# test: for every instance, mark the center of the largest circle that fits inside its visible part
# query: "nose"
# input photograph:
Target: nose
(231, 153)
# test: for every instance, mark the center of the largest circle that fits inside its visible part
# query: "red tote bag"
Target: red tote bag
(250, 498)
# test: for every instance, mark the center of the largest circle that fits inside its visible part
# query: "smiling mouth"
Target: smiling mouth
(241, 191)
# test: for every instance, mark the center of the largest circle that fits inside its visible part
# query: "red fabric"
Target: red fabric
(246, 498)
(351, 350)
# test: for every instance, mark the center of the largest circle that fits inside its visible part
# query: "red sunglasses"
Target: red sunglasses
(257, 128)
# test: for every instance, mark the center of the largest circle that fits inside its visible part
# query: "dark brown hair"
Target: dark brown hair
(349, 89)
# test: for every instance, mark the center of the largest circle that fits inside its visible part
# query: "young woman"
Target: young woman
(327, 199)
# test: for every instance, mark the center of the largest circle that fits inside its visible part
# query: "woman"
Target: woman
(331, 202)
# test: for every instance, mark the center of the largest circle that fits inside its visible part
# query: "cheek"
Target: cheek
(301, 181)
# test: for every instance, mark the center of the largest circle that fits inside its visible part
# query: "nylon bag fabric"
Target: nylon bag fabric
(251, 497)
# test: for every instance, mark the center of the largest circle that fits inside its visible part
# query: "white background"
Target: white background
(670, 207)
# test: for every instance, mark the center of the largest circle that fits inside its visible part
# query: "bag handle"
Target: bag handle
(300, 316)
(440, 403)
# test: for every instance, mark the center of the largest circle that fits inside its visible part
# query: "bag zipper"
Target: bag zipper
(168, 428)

■ ■ ■ ■

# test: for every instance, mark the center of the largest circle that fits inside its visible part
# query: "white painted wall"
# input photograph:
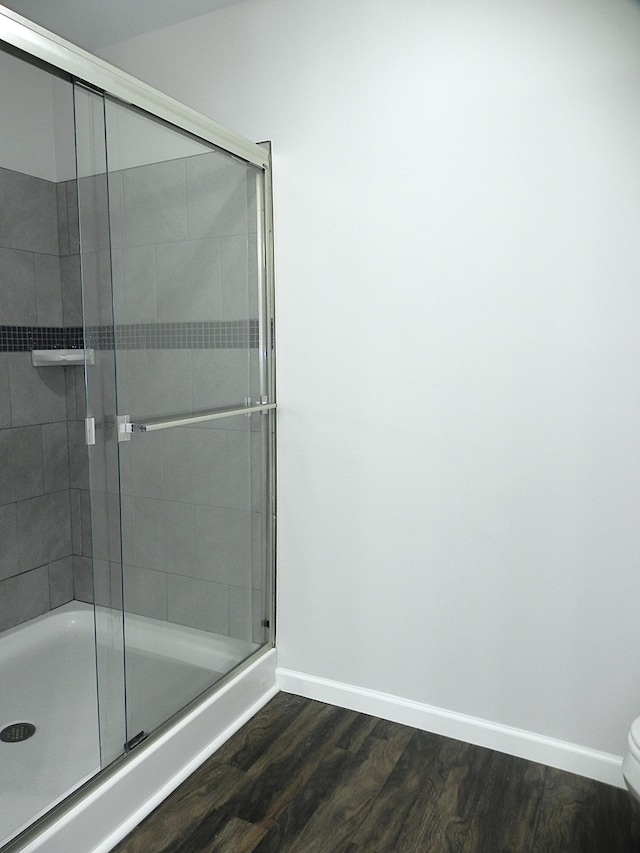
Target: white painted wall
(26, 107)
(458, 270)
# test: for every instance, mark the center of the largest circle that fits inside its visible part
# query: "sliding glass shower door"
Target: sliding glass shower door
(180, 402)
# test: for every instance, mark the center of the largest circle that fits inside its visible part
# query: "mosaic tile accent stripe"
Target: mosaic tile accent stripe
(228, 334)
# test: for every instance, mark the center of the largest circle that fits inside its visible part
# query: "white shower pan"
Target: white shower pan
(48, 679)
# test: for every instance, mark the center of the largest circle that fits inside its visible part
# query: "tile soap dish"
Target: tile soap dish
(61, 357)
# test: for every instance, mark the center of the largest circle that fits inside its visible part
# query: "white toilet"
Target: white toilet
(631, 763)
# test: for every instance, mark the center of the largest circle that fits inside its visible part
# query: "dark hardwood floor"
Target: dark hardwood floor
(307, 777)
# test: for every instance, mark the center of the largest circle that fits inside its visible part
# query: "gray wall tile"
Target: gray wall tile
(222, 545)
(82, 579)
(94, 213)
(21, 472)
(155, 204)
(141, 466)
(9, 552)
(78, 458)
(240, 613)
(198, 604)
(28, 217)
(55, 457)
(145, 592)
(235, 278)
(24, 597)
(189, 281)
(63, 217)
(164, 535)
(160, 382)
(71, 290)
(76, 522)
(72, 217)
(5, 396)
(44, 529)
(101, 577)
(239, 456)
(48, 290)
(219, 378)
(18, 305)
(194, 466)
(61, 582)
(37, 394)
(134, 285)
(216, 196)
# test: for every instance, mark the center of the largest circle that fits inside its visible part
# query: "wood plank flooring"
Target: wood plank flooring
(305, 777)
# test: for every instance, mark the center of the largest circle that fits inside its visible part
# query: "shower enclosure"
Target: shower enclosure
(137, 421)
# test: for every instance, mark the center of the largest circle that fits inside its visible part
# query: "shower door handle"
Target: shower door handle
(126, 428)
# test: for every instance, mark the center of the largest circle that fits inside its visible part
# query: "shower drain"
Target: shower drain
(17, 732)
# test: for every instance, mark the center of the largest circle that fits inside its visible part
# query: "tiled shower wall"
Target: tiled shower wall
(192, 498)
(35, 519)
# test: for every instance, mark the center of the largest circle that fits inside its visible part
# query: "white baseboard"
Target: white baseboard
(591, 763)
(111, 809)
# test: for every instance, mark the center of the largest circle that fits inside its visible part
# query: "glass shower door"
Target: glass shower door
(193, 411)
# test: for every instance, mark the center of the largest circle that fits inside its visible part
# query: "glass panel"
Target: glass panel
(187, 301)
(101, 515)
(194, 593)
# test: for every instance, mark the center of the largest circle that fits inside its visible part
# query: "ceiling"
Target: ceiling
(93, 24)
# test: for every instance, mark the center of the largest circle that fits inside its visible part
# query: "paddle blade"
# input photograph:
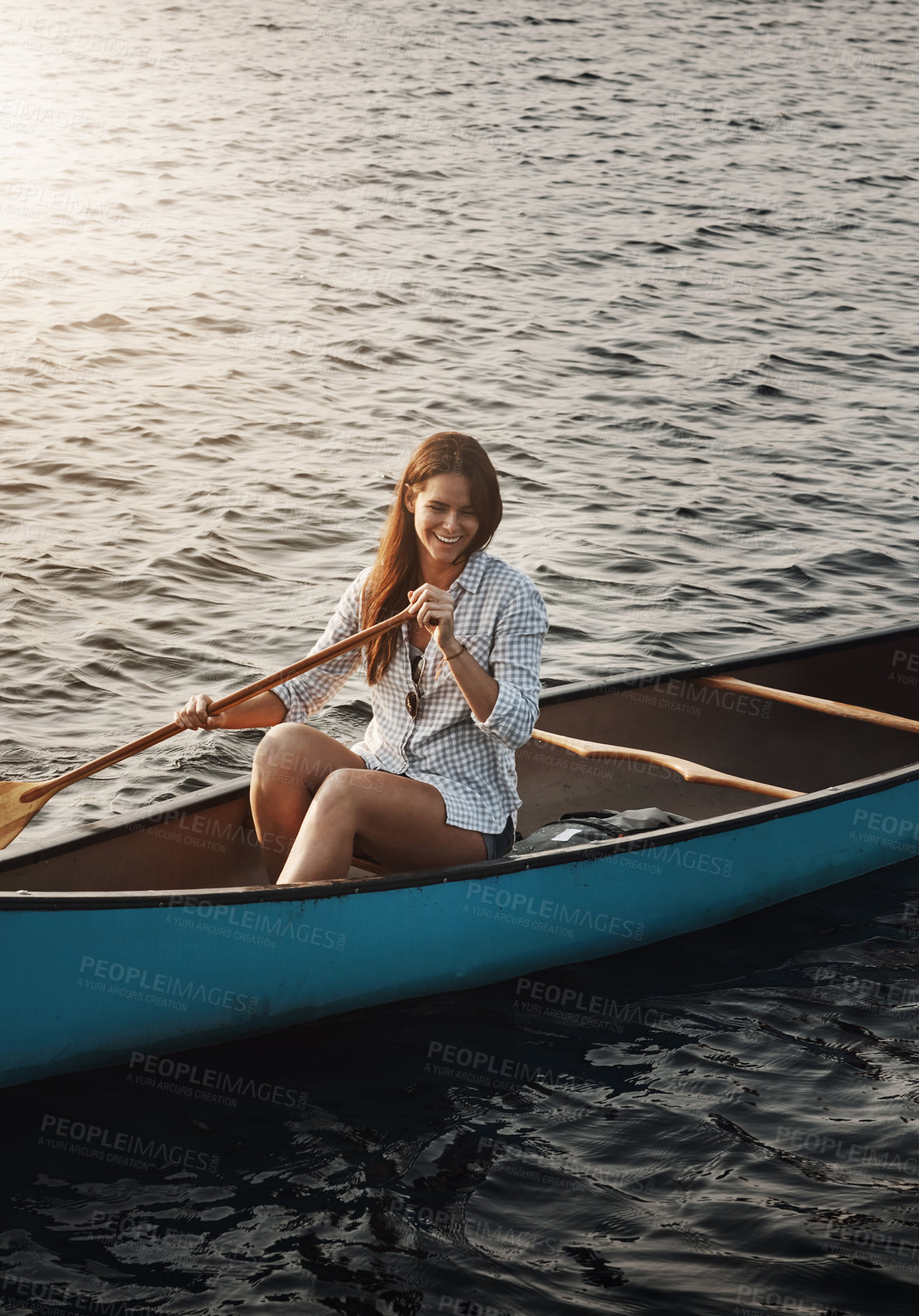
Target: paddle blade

■ ■ ■ ■

▶ [Direction]: Pick out and copy each line of the material above that contains the string "mouth". Treat uppercase and lowercase as different.

▶ [Complete answer]:
# query: "smiling mouth"
Target: smiling mouth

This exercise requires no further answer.